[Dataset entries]
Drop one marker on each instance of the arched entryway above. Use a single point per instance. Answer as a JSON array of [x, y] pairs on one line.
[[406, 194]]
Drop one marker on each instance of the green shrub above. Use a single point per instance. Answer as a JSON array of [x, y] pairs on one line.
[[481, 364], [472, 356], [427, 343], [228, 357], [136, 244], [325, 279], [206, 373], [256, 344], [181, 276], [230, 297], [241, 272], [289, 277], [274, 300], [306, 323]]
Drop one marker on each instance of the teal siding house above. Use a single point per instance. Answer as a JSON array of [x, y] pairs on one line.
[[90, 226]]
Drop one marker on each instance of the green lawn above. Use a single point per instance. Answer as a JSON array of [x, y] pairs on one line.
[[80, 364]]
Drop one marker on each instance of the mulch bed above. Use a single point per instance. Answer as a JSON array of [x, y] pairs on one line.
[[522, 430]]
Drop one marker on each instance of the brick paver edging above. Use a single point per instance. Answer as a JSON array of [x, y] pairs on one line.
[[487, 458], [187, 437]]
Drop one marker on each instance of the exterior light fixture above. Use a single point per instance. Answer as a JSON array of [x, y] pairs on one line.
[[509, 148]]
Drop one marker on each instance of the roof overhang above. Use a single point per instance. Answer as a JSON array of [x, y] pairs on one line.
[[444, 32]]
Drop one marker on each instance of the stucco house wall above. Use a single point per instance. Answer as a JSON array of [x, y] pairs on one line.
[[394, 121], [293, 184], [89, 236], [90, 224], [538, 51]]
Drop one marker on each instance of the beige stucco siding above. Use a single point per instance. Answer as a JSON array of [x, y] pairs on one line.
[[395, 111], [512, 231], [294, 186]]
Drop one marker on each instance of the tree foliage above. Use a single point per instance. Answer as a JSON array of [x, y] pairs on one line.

GOAL:
Lay out the material as a Markdown table with the columns Row and Line, starting from its first line and going on through the line containing "[[522, 430]]", with both of those lines included. Number each line and leave out any blank lines.

THE COMPLETED TASK:
| Row | Line |
|---|---|
| 1 | Drop one marker on each instance of the arched entryway above. Use a single point per instance. Answer as a JSON array of [x, y] pairs on one line. |
| 2 | [[406, 194]] |
| 3 | Drop one marker on each instance of the green shrub above. Use a single point per instance. Answer as a JSON array of [x, y] pairs on one line. |
| 4 | [[481, 364], [472, 356], [427, 343], [228, 357], [136, 244], [325, 279], [206, 373], [256, 344], [181, 276], [230, 297], [241, 272], [289, 277], [274, 300], [306, 323]] |
| 5 | Drop one marker on each instance of the teal siding house above. Use a single point per instance. Answer as a JSON array of [x, y] pairs on one line. |
| 6 | [[90, 226]] |
| 7 | Drop one marker on each instance of the green lawn above. Use a single point per instance. Answer as a JSON array of [x, y] pairs on one line. |
| 8 | [[80, 364]] |
| 9 | Drop one marker on each instance of the mulch bed above. Use a single point per instance. Answer as a JSON array of [x, y] pairs on one line. |
| 10 | [[522, 430]] |